> [SET TASK]
Recast the stretch of records from the line containing "Flag the large" through the line containing "[[563, 615, 621, 681], [459, 605, 518, 694]]" as a JSON list of strings, one string per line, skipping any blank lines.

> [DATA EXTRACT]

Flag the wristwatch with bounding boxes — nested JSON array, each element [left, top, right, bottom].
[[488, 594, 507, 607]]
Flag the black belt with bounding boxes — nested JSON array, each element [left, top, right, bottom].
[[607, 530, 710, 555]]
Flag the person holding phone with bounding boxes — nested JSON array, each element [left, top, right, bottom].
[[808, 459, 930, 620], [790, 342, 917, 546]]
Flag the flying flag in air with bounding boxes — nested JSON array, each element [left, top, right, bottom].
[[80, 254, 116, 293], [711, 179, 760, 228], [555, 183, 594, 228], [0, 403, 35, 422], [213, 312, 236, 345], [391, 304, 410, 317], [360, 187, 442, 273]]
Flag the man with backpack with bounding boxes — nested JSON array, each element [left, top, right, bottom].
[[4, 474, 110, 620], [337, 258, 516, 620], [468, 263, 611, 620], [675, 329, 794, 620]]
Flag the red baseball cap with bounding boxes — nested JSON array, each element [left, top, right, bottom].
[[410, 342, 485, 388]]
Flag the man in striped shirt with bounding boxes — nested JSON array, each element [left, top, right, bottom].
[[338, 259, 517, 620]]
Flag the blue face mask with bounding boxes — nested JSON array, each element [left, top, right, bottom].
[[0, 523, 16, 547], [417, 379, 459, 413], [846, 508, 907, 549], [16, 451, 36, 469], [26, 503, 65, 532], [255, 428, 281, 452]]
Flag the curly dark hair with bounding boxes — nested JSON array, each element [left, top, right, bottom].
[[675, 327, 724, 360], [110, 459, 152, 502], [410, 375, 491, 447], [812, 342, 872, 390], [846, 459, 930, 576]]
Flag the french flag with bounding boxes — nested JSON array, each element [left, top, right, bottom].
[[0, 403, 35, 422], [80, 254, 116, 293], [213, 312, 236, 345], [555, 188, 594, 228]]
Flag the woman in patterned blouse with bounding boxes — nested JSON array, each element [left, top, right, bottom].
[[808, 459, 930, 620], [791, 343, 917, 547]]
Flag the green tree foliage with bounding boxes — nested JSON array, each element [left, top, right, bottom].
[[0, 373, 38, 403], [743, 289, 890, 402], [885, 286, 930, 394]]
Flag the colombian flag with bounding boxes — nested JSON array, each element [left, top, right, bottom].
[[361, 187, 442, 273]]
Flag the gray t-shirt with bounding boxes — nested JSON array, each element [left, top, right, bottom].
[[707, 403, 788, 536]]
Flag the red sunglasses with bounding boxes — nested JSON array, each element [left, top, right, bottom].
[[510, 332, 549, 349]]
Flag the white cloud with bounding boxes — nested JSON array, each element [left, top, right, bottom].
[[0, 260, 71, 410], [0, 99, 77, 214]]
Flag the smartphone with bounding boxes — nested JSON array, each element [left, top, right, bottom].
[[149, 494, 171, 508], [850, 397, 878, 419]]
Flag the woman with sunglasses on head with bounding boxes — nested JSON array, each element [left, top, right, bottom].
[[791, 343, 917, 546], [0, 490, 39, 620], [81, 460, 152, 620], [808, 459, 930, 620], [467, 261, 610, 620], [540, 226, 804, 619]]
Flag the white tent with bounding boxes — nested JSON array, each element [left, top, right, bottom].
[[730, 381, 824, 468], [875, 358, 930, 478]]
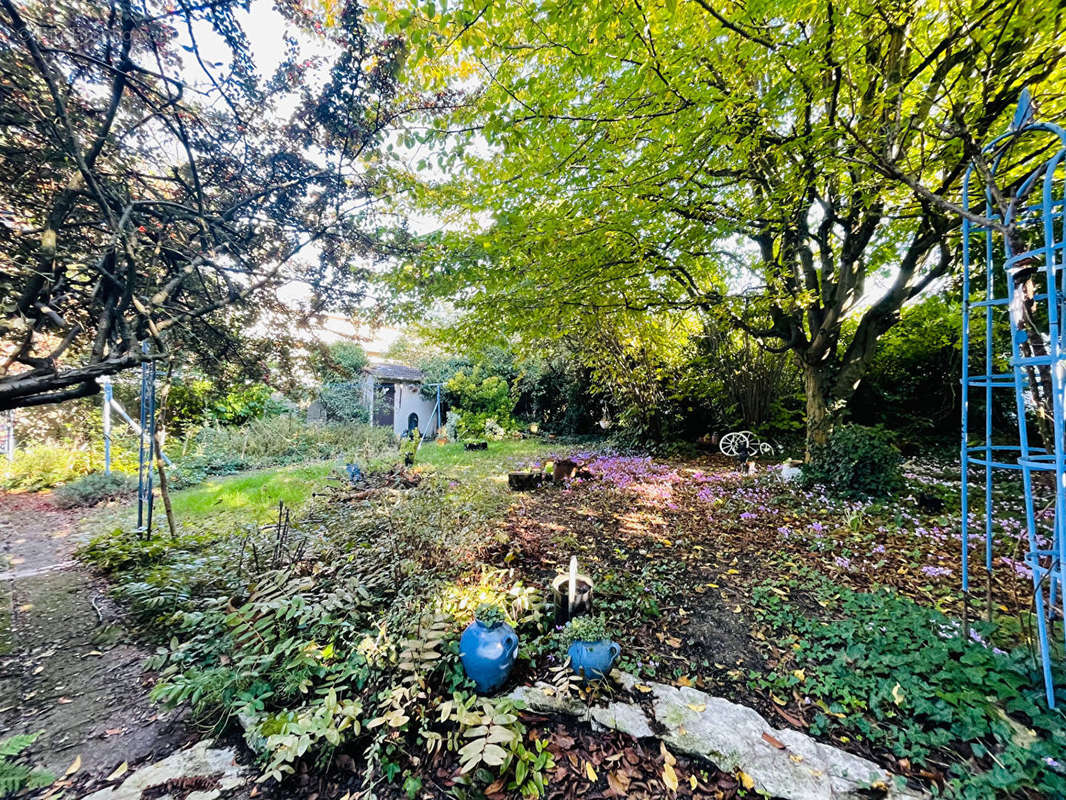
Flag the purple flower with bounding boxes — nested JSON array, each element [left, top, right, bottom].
[[922, 566, 951, 578]]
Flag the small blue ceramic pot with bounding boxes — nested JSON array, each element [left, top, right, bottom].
[[566, 639, 621, 681], [459, 620, 518, 694]]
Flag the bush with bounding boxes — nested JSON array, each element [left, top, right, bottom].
[[803, 425, 903, 497], [319, 383, 370, 425], [55, 471, 138, 509], [179, 415, 395, 482], [0, 441, 136, 492]]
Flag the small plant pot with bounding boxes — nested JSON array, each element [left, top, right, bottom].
[[566, 639, 621, 681], [551, 575, 595, 625], [459, 620, 518, 694]]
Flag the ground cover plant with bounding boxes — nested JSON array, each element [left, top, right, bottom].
[[78, 441, 1066, 798]]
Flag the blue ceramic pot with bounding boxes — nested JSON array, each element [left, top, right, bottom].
[[566, 639, 621, 681], [459, 620, 518, 694]]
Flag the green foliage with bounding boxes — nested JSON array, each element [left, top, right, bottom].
[[312, 341, 370, 384], [0, 439, 136, 492], [803, 425, 903, 497], [752, 586, 1066, 800], [319, 382, 370, 425], [312, 341, 370, 423], [179, 415, 395, 482], [210, 383, 285, 426], [561, 614, 611, 651], [845, 295, 967, 442], [474, 603, 507, 627], [54, 471, 138, 508], [0, 733, 55, 798], [445, 366, 515, 438], [379, 0, 1066, 448], [84, 474, 551, 797]]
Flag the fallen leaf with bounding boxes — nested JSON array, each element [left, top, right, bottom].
[[892, 683, 906, 705], [762, 732, 785, 750], [663, 762, 678, 791], [659, 741, 677, 767], [103, 762, 130, 781], [607, 770, 629, 797]]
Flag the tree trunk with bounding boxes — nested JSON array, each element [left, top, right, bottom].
[[803, 363, 835, 461]]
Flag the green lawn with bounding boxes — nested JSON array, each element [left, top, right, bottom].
[[83, 461, 333, 534], [416, 438, 567, 481], [77, 439, 564, 534]]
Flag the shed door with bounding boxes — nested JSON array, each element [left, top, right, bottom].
[[374, 383, 397, 428]]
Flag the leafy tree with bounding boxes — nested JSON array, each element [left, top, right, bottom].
[[378, 0, 1066, 454], [0, 0, 415, 409]]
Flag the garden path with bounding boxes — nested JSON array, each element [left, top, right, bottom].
[[0, 494, 189, 785]]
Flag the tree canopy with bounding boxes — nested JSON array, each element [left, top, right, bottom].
[[0, 0, 415, 409], [378, 0, 1066, 448]]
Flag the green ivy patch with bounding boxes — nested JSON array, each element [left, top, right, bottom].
[[750, 581, 1066, 798]]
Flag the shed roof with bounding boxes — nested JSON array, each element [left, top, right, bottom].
[[364, 364, 425, 383]]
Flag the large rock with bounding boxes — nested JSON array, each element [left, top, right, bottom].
[[511, 673, 924, 800], [84, 740, 248, 800]]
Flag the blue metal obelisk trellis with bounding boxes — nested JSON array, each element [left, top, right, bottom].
[[136, 342, 156, 539], [962, 92, 1066, 707]]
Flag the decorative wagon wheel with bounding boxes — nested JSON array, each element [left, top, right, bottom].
[[718, 431, 755, 459]]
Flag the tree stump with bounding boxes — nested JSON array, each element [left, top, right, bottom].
[[507, 473, 546, 492]]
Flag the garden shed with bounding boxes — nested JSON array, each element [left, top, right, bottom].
[[362, 364, 442, 436]]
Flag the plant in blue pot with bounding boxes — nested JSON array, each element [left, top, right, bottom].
[[563, 615, 621, 681], [459, 605, 518, 694]]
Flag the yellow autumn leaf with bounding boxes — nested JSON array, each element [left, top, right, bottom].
[[659, 741, 677, 767], [892, 683, 906, 705], [663, 764, 678, 791]]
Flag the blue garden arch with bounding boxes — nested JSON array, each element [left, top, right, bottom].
[[962, 92, 1066, 708]]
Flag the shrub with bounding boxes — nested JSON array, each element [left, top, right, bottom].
[[211, 383, 285, 425], [181, 415, 395, 479], [803, 425, 903, 497], [561, 614, 611, 652], [0, 437, 136, 492], [0, 733, 55, 797], [55, 471, 136, 509], [319, 383, 370, 425]]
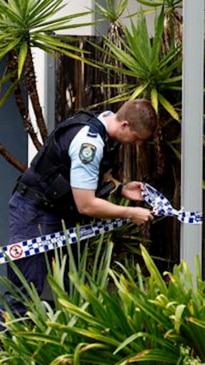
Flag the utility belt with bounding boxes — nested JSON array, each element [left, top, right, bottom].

> [WRITTEN ANSWER]
[
  "Flag the large rock with bounding boxes — nested JSON array, each element [left, top, right, bottom].",
  "[[511, 673, 924, 800], [84, 740, 248, 800]]",
  "Flag the blue metal obelisk trellis with bounding boxes — nested JSON array, each element [left, top, right, bottom].",
  "[[136, 342, 156, 539], [962, 92, 1066, 707]]",
  "Flag the decorative wagon wheel with bounding boxes — nested JSON array, each element [left, top, right, bottom].",
  "[[718, 431, 755, 459]]",
  "Flag the tree stump with bounding boxes — nested JSON array, each element [left, top, right, bottom].",
  "[[507, 473, 546, 492]]",
  "Flag the garden shed with bounding boxes — nested JSON array, each element [left, top, right, bottom].",
  "[[362, 364, 442, 436]]",
  "Flag the plant in blue pot with bounding boxes — nested JSON array, each element [left, top, right, bottom].",
  "[[563, 615, 621, 681], [459, 605, 518, 694]]"
]